- [Stated problem]:
Can you resume the write-up on Landlock sandboxing, picking up right after its last sentence?

- [Source document]:
=======
Landlock LSM: Unprivileged Kernel Sandboxing for Production Linux Applications

Landlock LSM: Unprivileged Kernel Sandboxing for Production Linux Applications

Problem

Linux has had application sandboxing for two decades. Every existing option requires either privilege or trust:

  • AppArmor and SELinux — global policies set by the system administrator. Useful for distros and infra teams, but applications cannot ship their own profiles or restrict themselves at runtime without root.
  • seccomp-bpf — the application can restrict its own syscalls, but only at the syscall layer. Filters cannot express “this process can read /var/lib/app but not /etc/shadow,” because both involve the same openat(2) syscall. Path-based access decisions need information seccomp does not have.
  • chroot / mount namespaces / pivot_root — require CAP_SYS_ADMIN or unprivileged user namespaces (which are themselves a class of privilege-escalation surface).
  • gVisor / Firecracker / Kata — strong isolation but heavy operational footprint; container-runtime, not in-process.

Landlock fills the missing position: an unprivileged, in-process, path- and network-aware sandbox that the application itself defines. A web framework, build tool, or data parser can declare “I will only read these directories, write to these directories, and connect to these ports” and the kernel enforces it for the rest of the process’s lifetime — without root, without setuid helpers, without escaping a container runtime.
=======
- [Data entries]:
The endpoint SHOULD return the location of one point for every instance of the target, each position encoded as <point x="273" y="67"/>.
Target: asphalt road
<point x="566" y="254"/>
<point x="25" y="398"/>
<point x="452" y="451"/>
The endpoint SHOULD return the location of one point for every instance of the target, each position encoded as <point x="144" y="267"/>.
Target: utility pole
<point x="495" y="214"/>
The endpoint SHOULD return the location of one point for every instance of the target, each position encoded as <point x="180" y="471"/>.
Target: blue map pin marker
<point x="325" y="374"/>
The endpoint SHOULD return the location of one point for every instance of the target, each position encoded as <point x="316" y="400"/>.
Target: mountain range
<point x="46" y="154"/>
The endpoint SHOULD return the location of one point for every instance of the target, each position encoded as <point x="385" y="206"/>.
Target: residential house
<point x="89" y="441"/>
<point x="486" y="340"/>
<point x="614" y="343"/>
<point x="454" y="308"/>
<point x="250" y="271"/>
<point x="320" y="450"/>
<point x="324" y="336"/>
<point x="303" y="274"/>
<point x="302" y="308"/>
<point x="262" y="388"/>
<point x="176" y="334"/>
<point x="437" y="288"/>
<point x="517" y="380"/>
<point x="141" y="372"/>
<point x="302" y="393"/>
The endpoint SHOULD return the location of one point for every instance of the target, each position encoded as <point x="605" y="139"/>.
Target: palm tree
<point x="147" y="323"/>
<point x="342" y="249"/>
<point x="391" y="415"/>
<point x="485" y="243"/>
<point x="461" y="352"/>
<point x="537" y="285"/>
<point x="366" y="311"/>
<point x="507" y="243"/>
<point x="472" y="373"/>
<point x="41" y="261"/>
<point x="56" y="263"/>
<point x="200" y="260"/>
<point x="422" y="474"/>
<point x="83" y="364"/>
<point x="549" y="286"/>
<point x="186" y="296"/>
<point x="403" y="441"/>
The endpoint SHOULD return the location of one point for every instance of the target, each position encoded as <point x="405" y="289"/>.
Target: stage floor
=======
- [Task result]:
Stable since Linux 5.13 (June 2021), Landlock has matured through several ABI versions:

  • ABI 1 (5.13): filesystem read/write/execute restrictions.
  • ABI 2 (5.19): LANDLOCK_ACCESS_FS_REFER (rename / link across hierarchies).
  • ABI 3 (6.2): LANDLOCK_ACCESS_FS_TRUNCATE.
  • ABI 4 (6.7): network restrictions — LANDLOCK_ACCESS_NET_BIND_TCP and LANDLOCK_ACCESS_NET_CONNECT_TCP.
  • ABI 5 (6.10): LANDLOCK_ACCESS_FS_IOCTL_DEV for device ioctls.
  • ABI 6 (6.12): LANDLOCK_SCOPE_ABSTRACT_UNIX_SOCKET and LANDLOCK_SCOPE_SIGNAL to restrict abstract-socket connections and signal delivery.

The specific gaps Landlock closes that nothing else does:

  • A single multi-tenant binary (a build runner, a document converter, a code interpreter) can sandbox each request differently, with no namespace setup, no privileged helper, and no fork overhead beyond a few syscalls.
  • Library code can sandbox itself before it parses untrusted input, even when the application embedding it forgot to do so.
  • Existing applications can be sandboxed by a small wrapper without touching their source. The kernel enforces the policy from process startup.

This article covers the Landlock API, integration patterns for application code, the wrapper approach for unmodified binaries, and the defensive trade-offs versus seccomp and namespace-based isolation.

Target systems: Linux kernel 6.7+ for full ABI coverage including network restrictions. Most distributions in 2026 ship 6.6+ (Ubuntu 24.04 ships 6.8, RHEL 10 ships 6.12).

Threat Model

  • Adversary: Attacker who has gained code execution inside an application via memory-corruption RCE, deserialization, command injection in a sub-process, or via execution of untrusted user-supplied content (a sandboxed code interpreter, a document parser).
  • Access level: The application’s own UID. No additional Linux capabilities. No control over the host’s mount namespaces or seccomp profile.
  • Objective: Read sensitive files outside the application’s working set (/etc/shadow, /proc/self/environ of other processes, application secrets), write to system locations to gain persistence, connect to external networks for command-and-control or exfiltration.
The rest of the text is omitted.